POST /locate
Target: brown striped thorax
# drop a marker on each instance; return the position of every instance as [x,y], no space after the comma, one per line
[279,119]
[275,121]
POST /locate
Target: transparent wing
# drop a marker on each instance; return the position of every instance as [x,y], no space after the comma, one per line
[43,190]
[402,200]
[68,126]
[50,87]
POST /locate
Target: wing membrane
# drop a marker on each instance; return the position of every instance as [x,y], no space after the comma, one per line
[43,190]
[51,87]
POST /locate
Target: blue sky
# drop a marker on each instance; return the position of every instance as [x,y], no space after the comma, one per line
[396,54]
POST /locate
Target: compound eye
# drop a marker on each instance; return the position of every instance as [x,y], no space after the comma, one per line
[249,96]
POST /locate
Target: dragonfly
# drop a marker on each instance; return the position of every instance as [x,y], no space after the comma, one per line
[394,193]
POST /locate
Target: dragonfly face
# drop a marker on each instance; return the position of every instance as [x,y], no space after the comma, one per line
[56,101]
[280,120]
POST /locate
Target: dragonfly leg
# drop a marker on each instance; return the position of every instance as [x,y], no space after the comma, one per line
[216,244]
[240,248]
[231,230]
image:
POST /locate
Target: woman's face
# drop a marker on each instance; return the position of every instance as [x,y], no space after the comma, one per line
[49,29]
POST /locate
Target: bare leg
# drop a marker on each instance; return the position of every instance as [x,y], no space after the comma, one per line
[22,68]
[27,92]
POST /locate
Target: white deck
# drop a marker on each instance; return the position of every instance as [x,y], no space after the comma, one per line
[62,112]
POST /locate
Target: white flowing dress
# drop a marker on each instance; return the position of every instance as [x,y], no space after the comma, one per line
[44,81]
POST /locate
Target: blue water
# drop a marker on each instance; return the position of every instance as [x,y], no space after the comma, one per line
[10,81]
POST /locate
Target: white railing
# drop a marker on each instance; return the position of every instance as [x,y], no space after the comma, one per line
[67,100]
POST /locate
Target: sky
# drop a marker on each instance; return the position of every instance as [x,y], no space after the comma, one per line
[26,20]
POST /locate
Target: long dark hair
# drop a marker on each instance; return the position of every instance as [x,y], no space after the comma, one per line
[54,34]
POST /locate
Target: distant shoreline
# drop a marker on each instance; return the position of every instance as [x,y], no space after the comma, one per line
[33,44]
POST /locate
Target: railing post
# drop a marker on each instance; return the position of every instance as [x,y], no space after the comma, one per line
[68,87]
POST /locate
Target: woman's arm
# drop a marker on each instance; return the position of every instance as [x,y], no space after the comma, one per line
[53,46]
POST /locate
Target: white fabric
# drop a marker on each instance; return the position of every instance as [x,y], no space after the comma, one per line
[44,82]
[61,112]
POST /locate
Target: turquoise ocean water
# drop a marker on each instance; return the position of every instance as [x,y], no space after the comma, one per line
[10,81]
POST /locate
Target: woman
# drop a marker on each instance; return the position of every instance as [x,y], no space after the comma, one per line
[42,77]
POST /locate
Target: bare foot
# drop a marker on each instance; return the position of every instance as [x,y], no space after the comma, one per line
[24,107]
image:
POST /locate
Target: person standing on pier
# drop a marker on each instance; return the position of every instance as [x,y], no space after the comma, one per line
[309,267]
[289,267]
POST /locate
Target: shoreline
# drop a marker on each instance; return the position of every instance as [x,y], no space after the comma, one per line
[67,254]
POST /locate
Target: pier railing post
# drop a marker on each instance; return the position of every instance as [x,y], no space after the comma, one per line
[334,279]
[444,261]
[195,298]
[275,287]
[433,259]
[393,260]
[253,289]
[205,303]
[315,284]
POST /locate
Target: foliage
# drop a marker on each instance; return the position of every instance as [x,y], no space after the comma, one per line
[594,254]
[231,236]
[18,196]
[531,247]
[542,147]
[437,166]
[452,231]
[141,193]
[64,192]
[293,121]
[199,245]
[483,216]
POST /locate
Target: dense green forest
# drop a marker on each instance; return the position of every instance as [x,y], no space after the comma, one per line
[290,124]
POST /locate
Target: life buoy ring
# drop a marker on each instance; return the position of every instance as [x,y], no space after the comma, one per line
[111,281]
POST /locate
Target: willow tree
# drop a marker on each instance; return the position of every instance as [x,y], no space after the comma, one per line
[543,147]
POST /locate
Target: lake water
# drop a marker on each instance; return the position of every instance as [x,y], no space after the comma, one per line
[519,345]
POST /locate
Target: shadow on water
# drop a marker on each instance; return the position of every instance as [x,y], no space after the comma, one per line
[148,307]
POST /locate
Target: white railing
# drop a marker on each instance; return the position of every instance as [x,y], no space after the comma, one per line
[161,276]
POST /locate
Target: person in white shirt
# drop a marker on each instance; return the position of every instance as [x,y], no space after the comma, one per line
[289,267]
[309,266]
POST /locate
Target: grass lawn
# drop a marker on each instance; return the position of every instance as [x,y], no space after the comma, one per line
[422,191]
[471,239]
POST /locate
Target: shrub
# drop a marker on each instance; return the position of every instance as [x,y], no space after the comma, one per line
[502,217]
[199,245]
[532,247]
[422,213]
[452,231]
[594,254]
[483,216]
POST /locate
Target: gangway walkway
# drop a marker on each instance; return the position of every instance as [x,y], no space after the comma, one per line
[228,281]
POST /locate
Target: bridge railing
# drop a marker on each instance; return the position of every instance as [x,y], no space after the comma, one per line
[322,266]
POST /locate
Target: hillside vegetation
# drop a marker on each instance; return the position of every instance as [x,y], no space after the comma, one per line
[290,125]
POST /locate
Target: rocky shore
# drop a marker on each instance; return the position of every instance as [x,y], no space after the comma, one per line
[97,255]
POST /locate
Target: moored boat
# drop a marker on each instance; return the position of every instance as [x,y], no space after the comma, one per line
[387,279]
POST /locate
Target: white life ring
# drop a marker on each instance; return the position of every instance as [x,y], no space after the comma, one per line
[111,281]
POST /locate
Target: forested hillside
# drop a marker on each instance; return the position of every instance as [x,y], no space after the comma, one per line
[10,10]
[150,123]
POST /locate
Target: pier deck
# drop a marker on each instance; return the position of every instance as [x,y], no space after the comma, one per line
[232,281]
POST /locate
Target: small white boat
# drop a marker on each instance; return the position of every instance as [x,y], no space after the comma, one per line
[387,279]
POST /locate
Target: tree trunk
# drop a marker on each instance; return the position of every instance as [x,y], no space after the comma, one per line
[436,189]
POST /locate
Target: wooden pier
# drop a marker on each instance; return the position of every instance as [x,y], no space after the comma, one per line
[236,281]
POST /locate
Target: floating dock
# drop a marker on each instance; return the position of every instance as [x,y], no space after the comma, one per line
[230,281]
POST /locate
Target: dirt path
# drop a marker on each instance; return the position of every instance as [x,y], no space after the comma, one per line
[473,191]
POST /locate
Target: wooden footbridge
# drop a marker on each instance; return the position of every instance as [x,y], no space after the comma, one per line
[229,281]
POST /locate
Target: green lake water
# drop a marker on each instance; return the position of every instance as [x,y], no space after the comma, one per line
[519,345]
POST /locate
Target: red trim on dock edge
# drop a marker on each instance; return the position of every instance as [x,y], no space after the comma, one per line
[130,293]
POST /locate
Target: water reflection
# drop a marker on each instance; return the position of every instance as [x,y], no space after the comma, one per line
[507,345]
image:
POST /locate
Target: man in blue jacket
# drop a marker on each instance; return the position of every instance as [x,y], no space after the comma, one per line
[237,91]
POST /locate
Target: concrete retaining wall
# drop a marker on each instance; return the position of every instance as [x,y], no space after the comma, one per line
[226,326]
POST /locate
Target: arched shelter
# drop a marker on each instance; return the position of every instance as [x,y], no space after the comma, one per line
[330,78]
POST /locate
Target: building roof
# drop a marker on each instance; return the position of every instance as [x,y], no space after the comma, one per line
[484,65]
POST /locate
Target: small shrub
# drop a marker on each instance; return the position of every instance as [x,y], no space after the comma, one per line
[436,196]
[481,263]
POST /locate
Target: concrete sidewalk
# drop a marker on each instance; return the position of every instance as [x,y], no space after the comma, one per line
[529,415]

--------------------

PROBLEM DETAILS: Please find every line in the data above that contains the word "ring" and copy each one out.

COMPLETED EXERCISE:
Target: life buoy ring
Target: white life ring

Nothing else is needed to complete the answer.